* TASKS
**A.** From the passage on the heart in Scripture, pull out word for word the section that begins with the words containing "The heart is mentioned" and ends with "soul and spirit.".
**B.** Extend the passage on the heart in Scripture by writing what follows its final sentence.

* SOURCE EXTRACT

Ezekiel 36:26–27 (ESV) — “And I will give you a new heart, and a new spirit I will put within you. And I will remove the heart of stone from your flesh and give you a heart of flesh. And I will put my Spirit within you, and cause you to walk in my statutes and be careful to obey my rules.”
The heart is mentioned about a thousand times in the Scripture and no one knows for sure what it is. It seems distinct from spirit or soul. Some have proposed that the heart is the connecting point of soul and spirit.
The heart is attributed with thoughts and desires. It can be pure or mixed, clean or unclean—the heart.
The heart is the mysterious inmost being, the part of your inmost being that is in some way called upon by God to be the source of life and desire. The great Shema of Israel: Deuteronomy 6:4–5 — “... love the LORD our God with all your heart, with all your soul, mind, and strength.”
The heart. You remember when Samuel the prophet was going to anoint the new king of Israel, because God had removed His hand from King Saul, and Samuel goes to Jesse’s house, looks at all of the sons that look kingly, but the Lord says to Samuel, “Do not look upon outward appearance, for the Lord looks upon the heart.”
Jesus spoke of the heart. He started out His ministry saying, “Blessed are the pure in heart, for they will see God.” And when you see God, you’re transformed. He also said, “Out of the abundance of the heart, the mouth speaks.”

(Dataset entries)
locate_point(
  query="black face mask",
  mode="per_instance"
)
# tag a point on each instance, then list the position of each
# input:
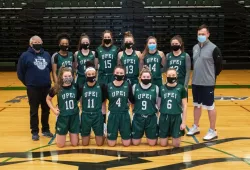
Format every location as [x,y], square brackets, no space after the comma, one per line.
[128,45]
[119,77]
[85,46]
[64,47]
[175,47]
[37,47]
[171,80]
[146,81]
[107,41]
[91,79]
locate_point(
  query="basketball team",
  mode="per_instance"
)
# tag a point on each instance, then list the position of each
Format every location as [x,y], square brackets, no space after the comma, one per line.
[120,90]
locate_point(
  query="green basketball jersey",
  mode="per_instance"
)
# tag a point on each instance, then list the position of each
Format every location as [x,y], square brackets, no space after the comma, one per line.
[64,61]
[153,61]
[179,64]
[145,100]
[67,101]
[118,97]
[82,59]
[92,98]
[107,59]
[131,64]
[171,99]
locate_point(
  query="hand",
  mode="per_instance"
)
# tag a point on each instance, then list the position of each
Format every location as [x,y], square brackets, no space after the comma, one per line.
[56,111]
[183,126]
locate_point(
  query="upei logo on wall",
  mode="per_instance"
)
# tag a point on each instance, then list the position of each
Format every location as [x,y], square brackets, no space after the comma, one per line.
[40,62]
[227,98]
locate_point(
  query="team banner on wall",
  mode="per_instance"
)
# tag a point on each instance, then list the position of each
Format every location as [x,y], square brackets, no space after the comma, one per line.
[226,98]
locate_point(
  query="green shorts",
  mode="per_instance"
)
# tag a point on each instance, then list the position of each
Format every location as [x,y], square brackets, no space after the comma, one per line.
[105,79]
[169,126]
[157,81]
[80,80]
[132,80]
[91,120]
[119,122]
[147,123]
[65,124]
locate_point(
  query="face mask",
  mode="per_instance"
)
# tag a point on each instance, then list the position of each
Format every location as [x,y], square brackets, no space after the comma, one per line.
[171,80]
[85,46]
[107,41]
[37,47]
[119,77]
[152,47]
[128,45]
[175,47]
[146,81]
[202,38]
[91,79]
[68,80]
[64,47]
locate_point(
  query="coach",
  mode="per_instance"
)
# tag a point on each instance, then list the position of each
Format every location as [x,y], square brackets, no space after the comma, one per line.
[33,70]
[207,63]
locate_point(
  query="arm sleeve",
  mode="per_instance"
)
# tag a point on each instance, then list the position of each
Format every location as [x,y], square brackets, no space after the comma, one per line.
[130,95]
[21,69]
[104,92]
[183,93]
[188,68]
[51,92]
[217,61]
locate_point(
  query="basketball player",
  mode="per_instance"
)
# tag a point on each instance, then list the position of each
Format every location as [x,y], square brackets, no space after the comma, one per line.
[179,60]
[154,59]
[130,59]
[93,97]
[145,110]
[107,58]
[63,57]
[119,94]
[67,111]
[173,110]
[83,55]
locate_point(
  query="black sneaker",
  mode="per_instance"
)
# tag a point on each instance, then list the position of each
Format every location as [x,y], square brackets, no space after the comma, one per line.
[47,134]
[35,137]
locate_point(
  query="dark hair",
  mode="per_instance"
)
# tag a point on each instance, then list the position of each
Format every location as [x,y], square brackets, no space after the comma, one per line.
[145,52]
[120,67]
[63,36]
[104,32]
[83,35]
[203,26]
[178,38]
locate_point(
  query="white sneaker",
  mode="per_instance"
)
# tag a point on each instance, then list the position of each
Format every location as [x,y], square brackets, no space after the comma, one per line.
[193,130]
[105,129]
[211,134]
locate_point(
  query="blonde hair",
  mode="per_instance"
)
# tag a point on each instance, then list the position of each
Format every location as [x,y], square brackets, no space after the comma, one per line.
[145,69]
[59,84]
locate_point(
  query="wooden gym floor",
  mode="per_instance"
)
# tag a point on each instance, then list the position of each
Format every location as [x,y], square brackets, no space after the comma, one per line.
[230,151]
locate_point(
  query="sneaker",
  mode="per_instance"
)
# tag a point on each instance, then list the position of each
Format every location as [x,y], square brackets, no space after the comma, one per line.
[193,130]
[47,134]
[105,129]
[35,137]
[211,134]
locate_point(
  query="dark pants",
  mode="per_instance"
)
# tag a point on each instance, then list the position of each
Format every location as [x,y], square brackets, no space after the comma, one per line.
[37,96]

* RESULTS IN ORDER
**A.**
The heart is mentioned about a thousand times in the Scripture and no one knows for sure what it is. It seems distinct from spirit or soul. Some have proposed that the heart is the connecting point of soul and spirit.

**B.**
Paul says the Spirit helps us in our weakness and intercedes when we don’t know how to pray (Rom. 8:26–27). One of the Spirit’s sweetest helps is to clarify and cleanse desire until it harmonizes with Jesus. Then prayer becomes less like rubbing a magic lamp and more like breathing with God.
What can we do to pray in the Spirit by praying the desires of our hearts?
1) Dare to Desire – It’s a brave and beautiful thing when we have been gravely disappointed and yet we come to God with our heart’s longings. To allow our hearts to have desires requires a process of allowing God to heal our traumatized beings and to trust that His grace is sufficient to carry us through future disappointments. To dare to desire is also to reject idolatry—the longing of our hearts becomes idolatrous when it becomes ultimate. The ultimate desire of our deepest hearts is the “Desire of Nations”—Christ Himself. That’s a heart longing that will never be disappointed.
2) Be Unashamed of Your Desires – God CARES about what you want. You are an infinitely treasured, gloriously made, wondrously redeemed human being crafted in the very image of God, and you have unique gifts and a one-of-a-kind calling in this world. What you want matters!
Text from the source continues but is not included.